Exercise objective – What is needed is a word-for-word restatement of all the entries.

==== Provided entries

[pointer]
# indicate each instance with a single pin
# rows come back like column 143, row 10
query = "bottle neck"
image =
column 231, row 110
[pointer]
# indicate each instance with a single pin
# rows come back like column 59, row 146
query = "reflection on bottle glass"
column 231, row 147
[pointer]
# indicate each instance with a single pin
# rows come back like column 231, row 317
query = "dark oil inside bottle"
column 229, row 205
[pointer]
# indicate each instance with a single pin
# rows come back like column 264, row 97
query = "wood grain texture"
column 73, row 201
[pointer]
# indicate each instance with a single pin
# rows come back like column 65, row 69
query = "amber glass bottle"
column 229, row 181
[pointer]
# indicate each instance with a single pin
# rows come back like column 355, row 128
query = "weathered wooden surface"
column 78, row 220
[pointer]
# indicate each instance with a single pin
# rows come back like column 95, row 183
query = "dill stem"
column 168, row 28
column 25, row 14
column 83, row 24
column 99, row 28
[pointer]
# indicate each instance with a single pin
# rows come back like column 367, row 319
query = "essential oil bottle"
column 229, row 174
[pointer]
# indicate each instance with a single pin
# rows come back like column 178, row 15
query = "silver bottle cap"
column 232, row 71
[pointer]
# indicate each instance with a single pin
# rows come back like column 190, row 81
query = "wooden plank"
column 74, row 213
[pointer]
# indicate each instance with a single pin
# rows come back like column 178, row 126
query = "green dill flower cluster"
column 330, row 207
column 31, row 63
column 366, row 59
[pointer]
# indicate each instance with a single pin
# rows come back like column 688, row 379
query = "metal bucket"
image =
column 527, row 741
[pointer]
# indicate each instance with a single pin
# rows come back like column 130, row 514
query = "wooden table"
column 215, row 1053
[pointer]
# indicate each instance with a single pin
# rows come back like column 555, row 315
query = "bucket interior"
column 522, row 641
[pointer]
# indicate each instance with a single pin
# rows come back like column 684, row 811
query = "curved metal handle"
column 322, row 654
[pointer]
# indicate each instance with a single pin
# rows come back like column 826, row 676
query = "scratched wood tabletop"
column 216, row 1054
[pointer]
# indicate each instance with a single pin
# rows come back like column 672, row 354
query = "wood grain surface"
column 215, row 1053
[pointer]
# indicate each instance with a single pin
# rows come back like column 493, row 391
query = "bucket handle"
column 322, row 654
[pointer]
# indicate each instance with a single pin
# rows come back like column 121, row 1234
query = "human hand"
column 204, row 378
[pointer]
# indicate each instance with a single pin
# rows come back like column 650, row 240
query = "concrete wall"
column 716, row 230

========

Answer for this exercise –
[pointer]
# indicate each instance with a single pin
# rows come back like column 143, row 10
query = "bottle neck"
image =
column 231, row 110
[pointer]
# indicate each instance with a single pin
# rows come back like column 59, row 146
query = "reflection on bottle glass"
column 231, row 147
[pointer]
# indicate each instance with a single pin
# rows come back like column 231, row 317
query = "dark oil inside bottle"
column 229, row 205
[pointer]
# indicate each instance with a single pin
# rows come back like column 264, row 97
query = "wood grain texture"
column 73, row 201
[pointer]
# indicate each instance with a single pin
# rows come back like column 65, row 69
query = "amber glass bottle"
column 229, row 181
[pointer]
# indicate each instance with a single pin
# rows come back like column 355, row 128
query = "weathered wooden surface"
column 78, row 220
[pointer]
# indicate each instance with a single pin
# rows come back like column 95, row 183
query = "dill stem"
column 168, row 28
column 25, row 14
column 83, row 24
column 99, row 28
[pointer]
# indicate each instance with a single pin
# rows come back like column 367, row 319
query = "essential oil bottle"
column 229, row 174
[pointer]
# indicate each instance with a single pin
# rows come back like column 178, row 15
query = "silver bottle cap"
column 232, row 71
[pointer]
# indicate each instance with a single pin
# rows come back like column 190, row 81
query = "wooden plank"
column 74, row 213
[pointer]
# indicate each instance with a single pin
# rows come back like column 178, row 126
query = "green dill flower cluster"
column 330, row 207
column 31, row 63
column 366, row 59
[pointer]
# indicate each instance with a single pin
# rows come back like column 688, row 379
query = "metal bucket"
image =
column 527, row 741
[pointer]
# indicate each instance with a single pin
# rows come back like column 130, row 514
query = "wooden table"
column 215, row 1053
[pointer]
# indicate each instance with a single pin
# rows come back like column 555, row 315
query = "bucket interior"
column 522, row 641
[pointer]
# indicate each instance with a single pin
# rows come back like column 684, row 811
query = "curved metal handle"
column 322, row 654
[pointer]
# indicate each instance with a single pin
# rows come back like column 826, row 676
query = "scratched wood tabletop"
column 216, row 1054
[pointer]
# indicate each instance with a single pin
# rows come back like column 672, row 354
query = "wood grain surface"
column 215, row 1053
[pointer]
# indicate each instance with a single pin
# rows come back like column 493, row 391
query = "bucket handle"
column 322, row 654
[pointer]
# indicate each instance with a single pin
# rows come back like column 121, row 1234
query = "human hand"
column 204, row 378
[pointer]
# indicate each instance with a single pin
# rows come back like column 650, row 240
query = "concrete wall"
column 716, row 230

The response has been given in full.